═════ Listing ═════

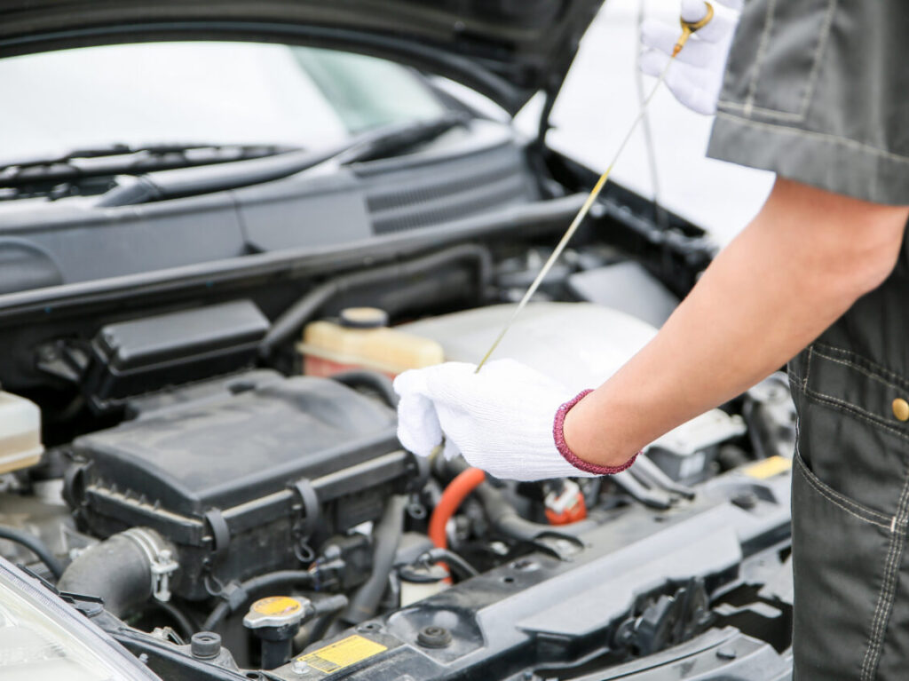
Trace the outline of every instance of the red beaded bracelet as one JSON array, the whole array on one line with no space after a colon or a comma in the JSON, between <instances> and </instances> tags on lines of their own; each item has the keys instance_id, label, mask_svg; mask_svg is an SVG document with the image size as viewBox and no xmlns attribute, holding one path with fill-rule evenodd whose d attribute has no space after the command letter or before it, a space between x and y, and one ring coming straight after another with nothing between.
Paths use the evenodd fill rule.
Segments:
<instances>
[{"instance_id":1,"label":"red beaded bracelet","mask_svg":"<svg viewBox=\"0 0 909 681\"><path fill-rule=\"evenodd\" d=\"M559 454L562 455L565 461L574 466L575 468L584 471L585 473L593 473L596 476L611 476L614 473L621 473L634 463L634 459L637 458L637 455L640 454L640 452L635 454L622 466L597 466L596 464L590 464L580 458L576 454L569 449L568 445L565 444L565 416L569 411L571 411L574 405L583 400L592 392L594 391L582 391L576 397L565 402L555 411L555 421L553 423L553 438L555 440L555 448L559 450Z\"/></svg>"}]
</instances>

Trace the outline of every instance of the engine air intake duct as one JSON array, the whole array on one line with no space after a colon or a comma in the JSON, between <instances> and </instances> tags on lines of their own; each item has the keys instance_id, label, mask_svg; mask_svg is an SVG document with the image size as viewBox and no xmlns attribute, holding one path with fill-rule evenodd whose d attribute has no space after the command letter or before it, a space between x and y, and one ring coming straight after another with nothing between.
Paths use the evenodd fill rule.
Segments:
<instances>
[{"instance_id":1,"label":"engine air intake duct","mask_svg":"<svg viewBox=\"0 0 909 681\"><path fill-rule=\"evenodd\" d=\"M66 497L77 520L99 536L158 532L179 554L172 589L185 598L300 569L311 548L379 520L418 477L385 405L328 379L249 376L239 392L177 401L75 443Z\"/></svg>"}]
</instances>

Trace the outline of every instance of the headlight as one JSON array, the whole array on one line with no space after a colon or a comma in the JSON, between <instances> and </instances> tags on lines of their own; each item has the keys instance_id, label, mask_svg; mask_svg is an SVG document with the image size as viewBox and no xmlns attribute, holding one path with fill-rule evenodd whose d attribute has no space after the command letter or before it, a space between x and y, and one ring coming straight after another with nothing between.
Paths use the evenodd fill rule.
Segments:
<instances>
[{"instance_id":1,"label":"headlight","mask_svg":"<svg viewBox=\"0 0 909 681\"><path fill-rule=\"evenodd\" d=\"M158 676L85 616L0 559L0 678L151 681Z\"/></svg>"}]
</instances>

═════

Rewrite all the entries above with "Trace the outline of" swapped for "Mark the boundary of" and everything else unchanged. Omit the pictures from your answer.

◆ Correct result:
Mark the boundary of every instance of the red beaded bracelet as one JSON array, the whole array on one line with no space after a colon or a comma in the JSON, between <instances> and </instances> tags on lines of their own; each item has the keys instance_id, label, mask_svg; mask_svg is an SVG document with the image size as viewBox and no xmlns attribute, holding one path with fill-rule evenodd whose d attribute has no space after the command letter or before it, a space between x and y, and one ring coming straight after another with nothing between.
Paths use the evenodd fill rule.
Segments:
<instances>
[{"instance_id":1,"label":"red beaded bracelet","mask_svg":"<svg viewBox=\"0 0 909 681\"><path fill-rule=\"evenodd\" d=\"M559 454L562 455L565 461L574 466L575 468L584 471L585 473L593 473L596 476L611 476L614 473L621 473L634 463L634 459L637 458L637 455L640 454L640 452L635 454L622 466L597 466L596 464L590 464L580 458L576 454L569 449L568 445L565 444L565 416L569 411L571 411L574 405L583 400L592 392L594 391L582 391L576 397L565 402L555 411L555 421L553 423L553 438L555 440L555 448L559 450Z\"/></svg>"}]
</instances>

Mark the boundary of every instance of the engine air intake duct as one JSON array, the whole array on one line with no space after a colon or a comma in the JSON, between <instances> and </instances> tags on lines of their own; each item has the keys instance_id, label, mask_svg; mask_svg is an SVG document with the image size as viewBox and no xmlns attribute, holding one path with fill-rule evenodd whose d attribute has no space after the command letter or before it, a space between x and y, and one ring coming straight after another with nothing between.
Paths use the evenodd fill rule.
Segments:
<instances>
[{"instance_id":1,"label":"engine air intake duct","mask_svg":"<svg viewBox=\"0 0 909 681\"><path fill-rule=\"evenodd\" d=\"M66 497L77 520L99 536L158 532L179 554L172 589L185 598L300 569L311 548L379 520L418 477L385 405L328 379L249 376L239 392L177 401L75 443Z\"/></svg>"}]
</instances>

Mark the boundary of every instance of the headlight as one JSON array, the whole array on one line with no space after a colon or a comma in the JSON, between <instances> and </instances> tags on lines of their own; each item has the keys instance_id, label, mask_svg; mask_svg is an SVG document with the image size as viewBox and no xmlns attribute, holding one path with fill-rule evenodd whose d attribute has no space after the command letter or before it, a space between x and y, and one ring coming straight after another with nothing between.
Paths use the evenodd fill rule.
Segments:
<instances>
[{"instance_id":1,"label":"headlight","mask_svg":"<svg viewBox=\"0 0 909 681\"><path fill-rule=\"evenodd\" d=\"M158 676L85 616L0 559L0 678L151 681Z\"/></svg>"}]
</instances>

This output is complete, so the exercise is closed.